— start of SOURCE —
The Appomattox Court House Presbyterian Church Pulpit
Guest Minister: Rev. Robert P. Mills
The Lord's Day, April 30, 2006
Psalm 133:1-3
1 Corinthians 12:12-20
     

Less than a quarter century after Jesus' resurrection and ascension into heaven, only two or three years after Paul's founding visit, the church at Corinth was deeply divided. Responding to reports that the congregation he'd helped establish was at risk of being torn apart from within, the apostle Paul wrote the letter we now know as I Corinthians. In this letter, more than any of his others, Paul talks about the nature of the Church.
     Fast forward nearly three hundred years. Christianity now has spread throughout the Roman Empire. For the last several decades, the church has suffered through intense persecution. Now, a new emperor has legalized the Christian faith. But there are serious divisions within congregations and among church leaders. Hoping to stabilize both church and state, the new Roman emperor, Constantine, summons church leaders to an ecumenical council. They gather at Nicea, where they address the most divisive theological issue of their era: Jesus' nature as fully human and fully God: God of God, Light of Light, Very God of Very God, begotten, not made, being of one substance with the Father.
— end of SOURCE —
— start of EXCERPTED RECORDS —
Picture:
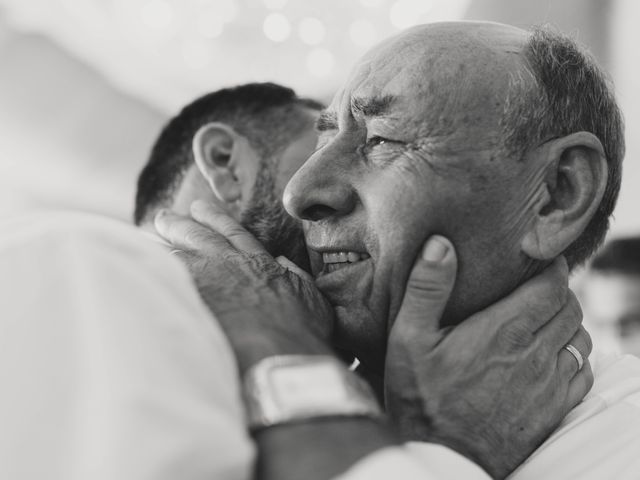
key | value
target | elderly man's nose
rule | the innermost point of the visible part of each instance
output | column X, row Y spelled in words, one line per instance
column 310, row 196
— end of EXCERPTED RECORDS —
— start of EXCERPTED RECORDS —
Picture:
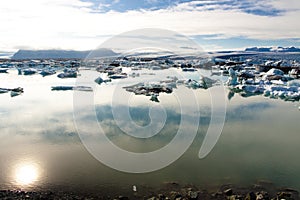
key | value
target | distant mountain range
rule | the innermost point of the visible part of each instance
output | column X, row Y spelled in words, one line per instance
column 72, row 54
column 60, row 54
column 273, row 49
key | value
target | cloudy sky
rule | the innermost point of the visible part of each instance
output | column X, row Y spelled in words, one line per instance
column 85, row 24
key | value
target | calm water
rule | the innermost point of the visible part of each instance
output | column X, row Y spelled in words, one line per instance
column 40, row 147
— end of EXCERPTED RECORDS —
WRITTEN REQUEST >>
In the sermon, where did the church leaders summoned by Constantine gather? You can leave the entries aside, since they play no part here.

SOLUTION TO THIS EXERCISE >>
They gathered at Nicea.